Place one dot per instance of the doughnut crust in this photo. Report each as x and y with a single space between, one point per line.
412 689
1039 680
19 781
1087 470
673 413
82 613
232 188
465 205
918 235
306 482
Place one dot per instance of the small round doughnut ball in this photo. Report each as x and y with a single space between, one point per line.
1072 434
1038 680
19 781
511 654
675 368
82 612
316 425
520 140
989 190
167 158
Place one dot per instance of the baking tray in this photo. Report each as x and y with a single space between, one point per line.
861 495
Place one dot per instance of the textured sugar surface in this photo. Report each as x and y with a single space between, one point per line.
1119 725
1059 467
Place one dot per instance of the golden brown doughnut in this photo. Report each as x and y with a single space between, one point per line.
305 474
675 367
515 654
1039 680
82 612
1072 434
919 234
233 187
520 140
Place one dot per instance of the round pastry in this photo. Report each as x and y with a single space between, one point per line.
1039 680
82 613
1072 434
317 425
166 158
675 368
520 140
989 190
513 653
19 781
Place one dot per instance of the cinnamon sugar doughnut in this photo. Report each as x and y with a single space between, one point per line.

▸ **WHAT YOU NEED TO DO**: Copy exactly the lines running from the one that holds "Place one dot per instance of the round" to the last line of the listing above. Include both of those lines.

▸ **REPLY**:
Place one dot per instance of the round pastry in this photo. Report each as x and y with a single space between, one point per line.
1039 680
82 613
1072 434
317 425
166 158
675 368
520 140
989 190
513 653
19 781
Place one dot per instance of the cinnamon sugar doughnut in this photo. Report each as x and y with a single space between, one point per line.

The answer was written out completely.